BEGIN

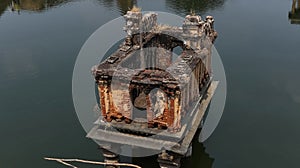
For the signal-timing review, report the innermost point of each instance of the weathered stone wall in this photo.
(151, 67)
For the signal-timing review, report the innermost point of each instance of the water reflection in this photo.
(29, 5)
(3, 5)
(199, 158)
(185, 7)
(123, 5)
(294, 14)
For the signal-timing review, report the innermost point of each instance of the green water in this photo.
(260, 51)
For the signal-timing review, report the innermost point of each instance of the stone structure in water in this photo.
(143, 82)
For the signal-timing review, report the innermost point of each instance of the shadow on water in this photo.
(122, 5)
(29, 5)
(199, 158)
(294, 14)
(197, 6)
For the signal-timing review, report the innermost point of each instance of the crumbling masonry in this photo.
(142, 82)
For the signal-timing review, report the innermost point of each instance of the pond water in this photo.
(258, 43)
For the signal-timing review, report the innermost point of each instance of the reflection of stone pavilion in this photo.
(294, 14)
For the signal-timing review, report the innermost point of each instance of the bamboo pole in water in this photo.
(64, 162)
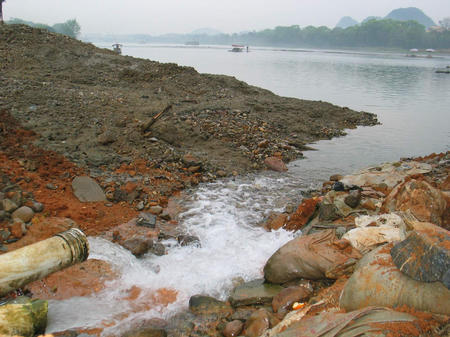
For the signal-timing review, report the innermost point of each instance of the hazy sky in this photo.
(182, 16)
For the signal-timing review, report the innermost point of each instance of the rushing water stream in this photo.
(411, 101)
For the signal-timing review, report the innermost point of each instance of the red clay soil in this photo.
(33, 169)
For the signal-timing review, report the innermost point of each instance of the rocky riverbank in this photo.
(373, 256)
(143, 130)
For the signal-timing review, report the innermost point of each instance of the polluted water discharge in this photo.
(224, 216)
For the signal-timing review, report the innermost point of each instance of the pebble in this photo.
(156, 210)
(9, 205)
(37, 207)
(146, 220)
(51, 186)
(23, 213)
(353, 198)
(233, 328)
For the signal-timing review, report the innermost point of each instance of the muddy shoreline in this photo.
(145, 132)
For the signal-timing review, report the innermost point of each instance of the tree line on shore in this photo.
(70, 27)
(373, 33)
(385, 33)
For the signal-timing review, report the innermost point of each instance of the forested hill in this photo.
(411, 13)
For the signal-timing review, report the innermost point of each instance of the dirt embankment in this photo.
(92, 106)
(68, 108)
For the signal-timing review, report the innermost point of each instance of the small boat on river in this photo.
(238, 48)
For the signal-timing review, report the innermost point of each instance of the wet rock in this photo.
(23, 213)
(336, 177)
(9, 205)
(424, 255)
(146, 220)
(188, 240)
(257, 323)
(303, 214)
(158, 249)
(424, 201)
(23, 317)
(353, 199)
(275, 221)
(82, 279)
(156, 210)
(254, 292)
(138, 246)
(233, 328)
(377, 282)
(140, 206)
(86, 189)
(328, 212)
(149, 328)
(4, 235)
(275, 164)
(315, 256)
(284, 299)
(4, 215)
(205, 305)
(37, 206)
(338, 186)
(263, 144)
(389, 174)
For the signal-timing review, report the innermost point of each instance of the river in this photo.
(412, 103)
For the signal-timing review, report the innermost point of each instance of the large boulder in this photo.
(389, 174)
(377, 281)
(425, 254)
(424, 201)
(254, 292)
(313, 257)
(275, 164)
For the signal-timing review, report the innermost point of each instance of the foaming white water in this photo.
(223, 216)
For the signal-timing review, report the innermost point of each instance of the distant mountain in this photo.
(371, 18)
(411, 13)
(206, 31)
(346, 22)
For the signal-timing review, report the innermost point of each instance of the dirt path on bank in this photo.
(69, 108)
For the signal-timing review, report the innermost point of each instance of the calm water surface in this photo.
(411, 101)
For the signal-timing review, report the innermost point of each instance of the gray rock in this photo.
(188, 240)
(424, 255)
(328, 212)
(254, 292)
(9, 205)
(23, 213)
(233, 328)
(353, 198)
(146, 220)
(138, 246)
(258, 322)
(86, 189)
(158, 249)
(200, 304)
(156, 210)
(37, 207)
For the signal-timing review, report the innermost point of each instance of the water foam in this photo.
(223, 216)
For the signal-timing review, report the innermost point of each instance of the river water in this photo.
(412, 103)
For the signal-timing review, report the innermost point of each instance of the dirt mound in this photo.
(92, 106)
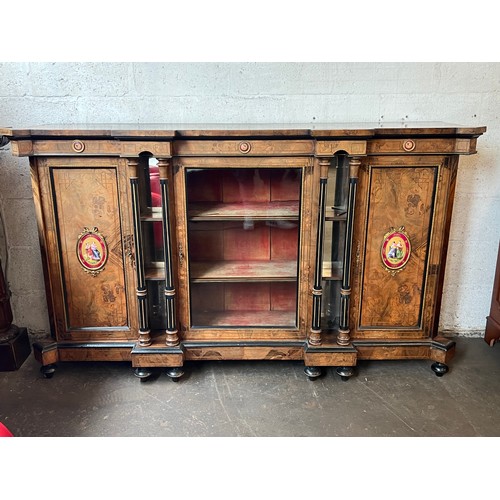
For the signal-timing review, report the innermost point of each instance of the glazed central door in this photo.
(242, 242)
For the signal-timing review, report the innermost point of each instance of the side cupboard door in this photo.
(84, 232)
(401, 235)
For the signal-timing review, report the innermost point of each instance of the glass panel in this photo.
(156, 305)
(243, 245)
(152, 236)
(334, 240)
(330, 314)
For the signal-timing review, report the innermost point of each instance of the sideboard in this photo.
(321, 244)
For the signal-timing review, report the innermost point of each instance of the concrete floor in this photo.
(384, 398)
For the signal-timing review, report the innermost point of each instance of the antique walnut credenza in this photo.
(324, 244)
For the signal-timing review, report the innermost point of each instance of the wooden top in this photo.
(169, 131)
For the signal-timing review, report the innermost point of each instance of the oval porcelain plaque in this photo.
(92, 251)
(396, 249)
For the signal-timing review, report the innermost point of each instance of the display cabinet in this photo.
(319, 244)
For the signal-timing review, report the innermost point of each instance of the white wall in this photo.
(462, 93)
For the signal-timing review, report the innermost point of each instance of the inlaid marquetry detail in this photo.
(78, 146)
(331, 147)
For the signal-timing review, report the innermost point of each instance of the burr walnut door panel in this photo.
(399, 243)
(84, 242)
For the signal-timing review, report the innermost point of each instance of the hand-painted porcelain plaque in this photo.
(92, 250)
(396, 249)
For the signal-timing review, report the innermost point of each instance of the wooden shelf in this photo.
(243, 270)
(333, 214)
(332, 270)
(277, 210)
(245, 319)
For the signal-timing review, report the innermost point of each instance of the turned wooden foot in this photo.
(143, 373)
(48, 370)
(439, 369)
(175, 373)
(345, 372)
(312, 372)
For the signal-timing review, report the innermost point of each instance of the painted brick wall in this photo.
(65, 93)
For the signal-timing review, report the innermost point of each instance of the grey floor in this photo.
(384, 398)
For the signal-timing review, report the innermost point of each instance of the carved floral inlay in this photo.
(78, 146)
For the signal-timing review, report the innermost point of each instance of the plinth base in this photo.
(14, 348)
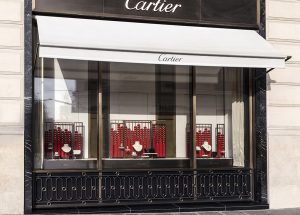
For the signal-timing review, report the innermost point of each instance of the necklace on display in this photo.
(66, 148)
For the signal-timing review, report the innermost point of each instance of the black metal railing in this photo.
(141, 187)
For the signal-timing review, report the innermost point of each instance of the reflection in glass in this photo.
(65, 110)
(148, 111)
(220, 114)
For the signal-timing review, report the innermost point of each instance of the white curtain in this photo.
(234, 88)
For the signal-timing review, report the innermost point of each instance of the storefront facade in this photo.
(171, 134)
(130, 131)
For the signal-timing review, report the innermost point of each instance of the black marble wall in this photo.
(28, 89)
(260, 117)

END

- [Task details]
Write the listing out exactly, word for word, but omit the pictures.

- [Task solution]
For the signal-timing review, report the innermost point of each instance of the weathered stone wall in this photo.
(151, 67)
For the signal-timing review, report the innermost point of each instance of the water reflection in this photo.
(29, 5)
(3, 5)
(199, 158)
(185, 7)
(123, 5)
(294, 14)
For the signal-timing review, report the innermost point of each instance of the green water in this photo.
(260, 51)
For the signal-timing review, report the innermost point of each instance of the stone structure in water in this photo.
(143, 82)
For the signal-timing review, report the innermost point of each instance of the shadow on water in this photo.
(122, 5)
(29, 5)
(199, 158)
(294, 14)
(197, 6)
For the signal-timing review, report the innermost point of each instance of the crumbling masonry in this photo.
(142, 82)
For the signal-timing review, report the innermost point of each instance of the pond water in this photo.
(258, 43)
For the signal-timing review, report the innermost point of each instance of the reflection of stone pavilion in this photo.
(294, 14)
For the signal-timing review, report the innermost point of each instance of the bamboo pole in water in this photo.
(64, 162)
For the signal-timing review, report the innermost point of each instance of the hazy sky in this photo.
(182, 16)
For the signal-timing review, report the innermost point of each instance of the rushing water stream in this photo.
(411, 101)
For the signal-timing review, report the innermost point of each instance of the red clay soil in this photo.
(33, 169)
For the signal-timing review, report the innermost point of each instance of the rocky riverbank in this photo.
(373, 256)
(143, 130)
For the signal-timing review, report the innermost point of each instance of the polluted water discharge in this photo.
(224, 216)
For the signal-timing review, report the innermost point of each instance of the pebble in this photo.
(156, 210)
(9, 205)
(37, 207)
(146, 220)
(51, 186)
(23, 213)
(353, 198)
(233, 328)
For the signal-timing review, report the innermost point of each instance of the muddy shoreline in this photo.
(145, 132)
For the signal-timing review, report the innermost point of each instance of the tree line on shore in this photo.
(70, 27)
(373, 33)
(385, 33)
For the signal-timing review, report the innermost point of each instance of the forested hill in this photo.
(411, 13)
For the signal-timing review, report the innermost point of each instance of the dirt embankment in this photo.
(92, 106)
(68, 108)
For the signal-timing review, report the innermost point of each instance of the small boat on river in this photo.
(238, 48)
For the signal-timing review, report the innermost point of each instance of the wet rock in this photo.
(23, 213)
(336, 177)
(9, 205)
(424, 255)
(146, 220)
(188, 240)
(257, 323)
(303, 214)
(158, 249)
(424, 201)
(23, 317)
(353, 199)
(275, 221)
(82, 279)
(156, 210)
(254, 292)
(138, 246)
(233, 328)
(377, 282)
(140, 206)
(86, 189)
(328, 212)
(149, 328)
(4, 235)
(275, 164)
(315, 256)
(284, 299)
(4, 215)
(205, 305)
(37, 206)
(338, 186)
(263, 144)
(389, 174)
For the signal-timing review, report the innermost point of each instance of the river in this photo.
(412, 103)
For the signal-timing review, report the innermost point of each instance of the large boulder in this photo.
(389, 174)
(377, 281)
(425, 254)
(424, 201)
(254, 292)
(313, 257)
(275, 164)
For the signal-timing review, report the innermost point of each instance of the foaming white water in this photo.
(223, 216)
For the signal-timing review, report the innermost point of each instance of the distant mountain in this photo.
(371, 18)
(411, 13)
(206, 31)
(346, 22)
For the signal-timing review, report the innermost point of each instance of the dirt path on bank in this photo.
(69, 108)
For the signal-timing review, report the innermost point of each instance of the calm water surface in this photo.
(411, 101)
For the signal-timing review, report the innermost point of each instance of the gray rock in this photo.
(188, 240)
(424, 255)
(328, 212)
(254, 292)
(9, 205)
(23, 213)
(233, 328)
(353, 198)
(146, 220)
(138, 246)
(258, 322)
(86, 189)
(158, 249)
(200, 304)
(156, 210)
(37, 207)
For the signal-timing review, report the innermost point of each instance of the water foam in this photo.
(223, 216)
For the signal-timing review, report the innermost point of each instance of the river water in this photo.
(412, 103)
For the signal-timing review, report the innermost point of each instance of the dirt mound in this photo.
(92, 106)
For the signal-timing review, report the innermost point of each instance of the glazed central door in this photo.
(242, 242)
For the signal-timing review, report the innermost point of each instance of the side cupboard door in this photo.
(84, 232)
(401, 235)
For the signal-timing review, report the innermost point of each instance of the glass panel in this photo.
(156, 305)
(243, 245)
(152, 236)
(334, 240)
(330, 314)
For the signal-timing review, report the innermost point of each instance of the sideboard in this photo.
(321, 244)
For the signal-timing review, report the innermost point of each instance of the concrete floor in this photo.
(384, 398)
For the signal-timing review, report the innermost point of each instance of the antique walnut credenza in this photo.
(324, 244)
For the signal-timing review, report the innermost point of each instance of the wooden top in this photo.
(169, 131)
For the signal-timing review, report the innermost point of each instance of the oval porcelain plaque in this photo.
(92, 251)
(396, 249)
For the signal-timing review, report the innermost point of each instance of the display cabinet in this photo.
(319, 244)
For the signal-timing review, report the innermost point of each instance of the white wall in this photo.
(462, 93)
For the signal-timing review, report the innermost point of each instance of the inlaid marquetry detail in this photo.
(78, 146)
(331, 147)
For the signal-timing review, report the innermost point of each instance of the burr walnut door panel in this photo.
(399, 243)
(84, 242)
For the signal-timing review, report the innermost point of each instance of the hand-painted porcelain plaque in this photo.
(92, 250)
(396, 249)
For the signal-timing review, report the innermost point of each instance of the wooden shelf in this photo.
(243, 270)
(333, 214)
(332, 270)
(277, 210)
(245, 319)
For the signal-timing review, report the innermost point of each instance of the turned wooden foot in this photo.
(143, 373)
(48, 370)
(439, 369)
(175, 373)
(345, 372)
(312, 372)
For the signal-timing review, report the innermost point of each instance of the painted brick wall in this photo.
(65, 93)
For the signal-timing review, report the innermost point of each instance of the grey floor in this photo.
(384, 398)
For the signal-timing review, report the innermost point of each instance of the carved floral inlay in this photo.
(78, 146)
For the signal-timing review, report the innermost point of each instance of the plinth base in this photo.
(14, 348)
For the signal-timing review, report the innermost point of each instance of the necklace on display in this photo.
(66, 148)
For the signal-timing review, report the innermost point of each instance of the black metal railing in this photo.
(141, 187)
For the signal-timing review, report the innermost point of each instance of the reflection in glass in this photo.
(65, 110)
(148, 111)
(220, 114)
For the signal-timing review, report the innermost point of each instance of the white curtain in this photo.
(234, 88)
For the signal-timing review, report the innermost point of each instance of the storefront facade in this photo.
(171, 134)
(130, 131)
For the signal-timing review, report the innermost point of each instance of the black marble wall in this photo.
(28, 89)
(260, 117)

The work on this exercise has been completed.